● EXTRACTED MATERIAL:
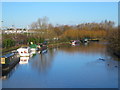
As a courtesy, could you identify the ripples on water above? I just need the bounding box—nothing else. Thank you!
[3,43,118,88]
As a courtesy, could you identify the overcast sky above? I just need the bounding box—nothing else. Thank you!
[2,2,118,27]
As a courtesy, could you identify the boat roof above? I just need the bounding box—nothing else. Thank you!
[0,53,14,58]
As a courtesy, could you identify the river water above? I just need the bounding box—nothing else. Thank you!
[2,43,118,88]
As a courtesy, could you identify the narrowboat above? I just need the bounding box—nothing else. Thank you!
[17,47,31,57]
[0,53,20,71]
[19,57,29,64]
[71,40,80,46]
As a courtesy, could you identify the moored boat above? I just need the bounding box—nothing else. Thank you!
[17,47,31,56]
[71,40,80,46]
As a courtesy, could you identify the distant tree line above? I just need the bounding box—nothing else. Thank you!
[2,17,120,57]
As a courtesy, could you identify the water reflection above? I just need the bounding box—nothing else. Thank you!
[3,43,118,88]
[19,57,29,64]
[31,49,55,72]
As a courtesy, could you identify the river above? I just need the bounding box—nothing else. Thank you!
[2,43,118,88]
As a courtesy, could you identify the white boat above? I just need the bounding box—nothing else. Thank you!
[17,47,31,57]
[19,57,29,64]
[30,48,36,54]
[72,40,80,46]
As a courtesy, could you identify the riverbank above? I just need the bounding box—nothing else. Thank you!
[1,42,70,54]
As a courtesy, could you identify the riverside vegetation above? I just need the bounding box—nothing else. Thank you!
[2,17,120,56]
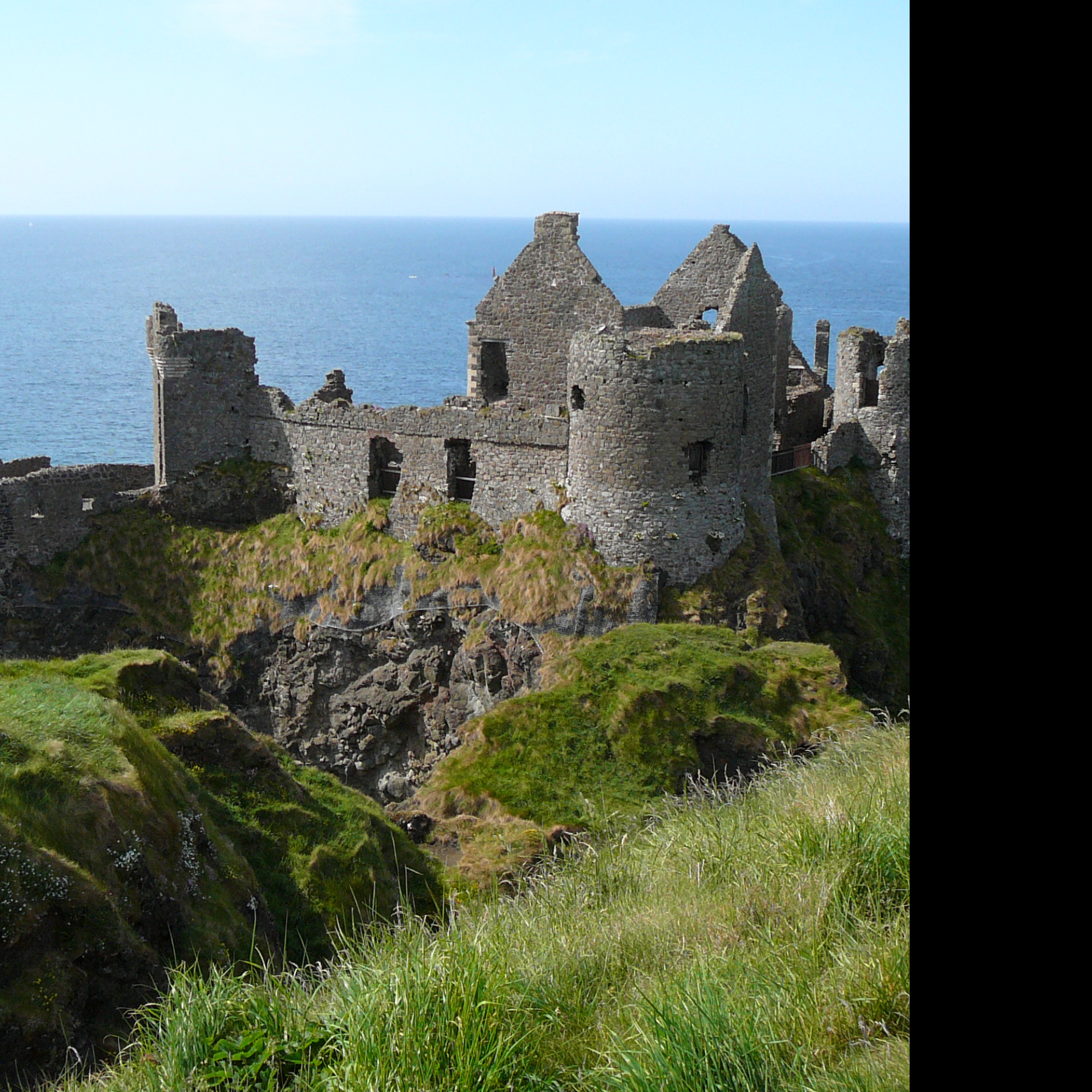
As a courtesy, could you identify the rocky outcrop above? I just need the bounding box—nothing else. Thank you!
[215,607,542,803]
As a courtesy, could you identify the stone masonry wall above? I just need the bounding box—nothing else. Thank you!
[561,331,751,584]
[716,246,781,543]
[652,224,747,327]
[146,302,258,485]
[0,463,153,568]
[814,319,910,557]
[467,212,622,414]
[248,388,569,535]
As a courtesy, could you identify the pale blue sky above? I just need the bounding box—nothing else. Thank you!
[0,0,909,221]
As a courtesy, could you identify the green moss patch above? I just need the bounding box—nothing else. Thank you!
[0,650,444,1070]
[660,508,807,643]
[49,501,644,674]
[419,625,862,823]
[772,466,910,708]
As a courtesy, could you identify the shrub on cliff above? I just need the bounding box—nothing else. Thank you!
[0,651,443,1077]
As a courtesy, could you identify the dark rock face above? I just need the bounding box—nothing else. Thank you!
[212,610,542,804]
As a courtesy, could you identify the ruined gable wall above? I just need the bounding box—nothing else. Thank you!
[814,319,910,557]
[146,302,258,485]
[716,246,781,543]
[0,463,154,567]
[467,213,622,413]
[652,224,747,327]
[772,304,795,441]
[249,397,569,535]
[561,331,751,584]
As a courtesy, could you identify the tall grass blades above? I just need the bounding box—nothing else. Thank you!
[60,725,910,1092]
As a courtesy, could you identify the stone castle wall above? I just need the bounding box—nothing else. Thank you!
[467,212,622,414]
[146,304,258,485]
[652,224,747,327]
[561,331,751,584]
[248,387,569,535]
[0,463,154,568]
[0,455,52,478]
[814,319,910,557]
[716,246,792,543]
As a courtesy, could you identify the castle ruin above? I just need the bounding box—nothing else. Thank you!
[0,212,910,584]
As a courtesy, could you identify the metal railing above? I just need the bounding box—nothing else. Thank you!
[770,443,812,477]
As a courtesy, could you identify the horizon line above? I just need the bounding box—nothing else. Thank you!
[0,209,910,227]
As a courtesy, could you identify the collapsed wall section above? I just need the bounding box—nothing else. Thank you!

● WHAT IS ASKED:
Copy the items word for word, from the line with "As a courtesy, could you identify the river above?" to the line with "[215,607,542,803]", including both of those lines. Leave out any pictures.

● CORRECT RESPONSE:
As a courtesy, could you identify the river above? I just need the bounding box—nothing else. Thank you!
[2,43,118,88]
As a courtesy, could you identify the white boat above? I just need the bounding box—nothing else. Thank you!
[17,47,31,57]
[19,57,29,64]
[30,48,36,54]
[72,40,80,46]
As a courtesy, could you identify the riverbank above? I just need the bounding box—nothing else. Thank you!
[1,42,70,54]
As a courtesy, could you identify the riverside vegetation above? I just need the bounding box—nothing else. Thank you!
[2,17,120,56]
As a courtesy, could you identify the rocky outcrop above? I just need the bounding box—nothing else. Thank you!
[215,607,542,803]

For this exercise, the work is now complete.